▶ **EXTRAIT DE PAGE**:
┌──
Publie le vendredi 19 août 2005 par Open-Publishing

L’Egypte entre en campagne électorale pour son premier scrutin présidentiel pluraliste

de Cécile Hennion

En égypte, les grands spectacles sont généralement réservés aux touristes, devant les pyramides et autres édifices célèbres datant de l’époque pharaonique. Mais ce mercredi 17 août, pour l’ouverture officielle de la campagne pour l’élection présidentielle, le spectacle qui se donnait en pleine ville du Caire était destiné aux électeurs égyptiens, dans un style qui n’avait rien à envier aux fastes de leurs ancêtres pharaons.

Dans un contexte tendu par les récents attentats du Sinaï et par la recrudescence de manifestations contre son régime, le président Hosni Moubarak n’a pas ménagé ses efforts pour convaincre les électeurs de ses bonnes intentions au moment de se lancer dans la course à un cinquième mandat. Sous son impulsion, et pour la première fois dans l’histoire du pays, l’Egypte pourra choisir son prochain chef de l’Etat entre dix candidats. Le scrutin au suffrage universel direct se tiendra le 7 septembre.

Hosni Moubarak a prononcé son discours dans un parc situé derrière la mosquée Al-Azhar, en présence de Gamal Moubarak, son fils, et de son épouse, promettant la "poursuite des avancées démocratiques" , la création de millions d’emplois, de centaines de milliers de logements, d’écoles, la hausse des salaires... La foule de ses partisans a ensuite assisté à une projection géante à ciel ouvert d’un film retraçant sa vie depuis la petite enfance.

"L’événement sans précédent" , selon la rhétorique officielle, que seront ces premières élections pluralistes et au suffrage universel, est cependant vivement critiqué par l’opposition, qui dénonce une "mascarade" , en raison des conditions rédhibitoires imposées aux candidats indépendants.

Les amateurs de suspense risquent d’être déçus. Aux côtés de M. Moubarak concourent sept chefs de petits partis inconnus du public, ainsi que deux personnalités politiques plus médiatiques, Noaman Gomaa, du Néo-Wafd, issu d’un parti autrefois célèbre pour sa lutte anticolonialiste, et Ayman Nour, du parti ultralibéral Al-Ghad, à la popularité récente au sein de l’opposition. Tous deux auront toutefois toutes les difficultés à faire le poids face à M. Moubarak et à sa puissante machine du Parti national démocratique (PND), au pouvoir depuis vingt-quatre ans.
└──
▶ **EXERCICE ÉCRIT 1**: Relevez chaque ligne des enregistrements qui contient la chaîne « balustrade », en tenant compte de la casse.
Les enregistrements n'ont aucun rapport avec l'extrait.

Enregistrements issus d'une collecte de données:
┌──
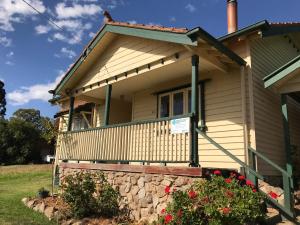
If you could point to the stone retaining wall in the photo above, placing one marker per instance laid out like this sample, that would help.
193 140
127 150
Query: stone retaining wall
144 193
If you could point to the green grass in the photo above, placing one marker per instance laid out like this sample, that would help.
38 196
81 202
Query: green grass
17 182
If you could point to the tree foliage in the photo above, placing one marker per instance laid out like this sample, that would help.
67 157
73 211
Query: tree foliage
2 100
24 136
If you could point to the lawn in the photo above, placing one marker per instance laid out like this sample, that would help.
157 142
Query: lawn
17 182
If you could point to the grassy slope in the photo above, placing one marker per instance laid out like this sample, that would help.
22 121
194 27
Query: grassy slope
17 182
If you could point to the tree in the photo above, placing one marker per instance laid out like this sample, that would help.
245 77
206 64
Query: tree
2 100
43 124
25 136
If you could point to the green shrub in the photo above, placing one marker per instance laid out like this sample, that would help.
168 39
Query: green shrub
217 201
84 199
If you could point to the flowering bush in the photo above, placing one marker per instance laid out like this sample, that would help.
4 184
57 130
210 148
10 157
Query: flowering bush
80 192
227 201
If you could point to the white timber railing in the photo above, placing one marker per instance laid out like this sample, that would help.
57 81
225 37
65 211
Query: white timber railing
143 141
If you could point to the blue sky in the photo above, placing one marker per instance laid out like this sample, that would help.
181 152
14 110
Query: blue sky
34 54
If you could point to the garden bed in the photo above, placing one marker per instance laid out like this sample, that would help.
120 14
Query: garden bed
55 209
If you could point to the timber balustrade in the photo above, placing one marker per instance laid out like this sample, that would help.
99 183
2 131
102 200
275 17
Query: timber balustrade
143 141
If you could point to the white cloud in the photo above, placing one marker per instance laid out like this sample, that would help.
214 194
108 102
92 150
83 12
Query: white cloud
10 54
24 95
12 11
132 22
92 34
191 8
9 63
67 53
76 10
42 29
4 41
172 19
└──
▶ **EXERCICE ÉCRIT 2**: D'après l'extrait, à quelle date se tiendra le scrutin présidentiel au suffrage universel direct ?

▶ **RÉPONSE COMPLÈTE 1**:
If you could point to the timber balustrade in the photo above, placing one marker per instance laid out like this sample, that would help.
Query: timber balustrade

▶ **RÉPONSE COMPLÈTE 2**: Le 7 septembre.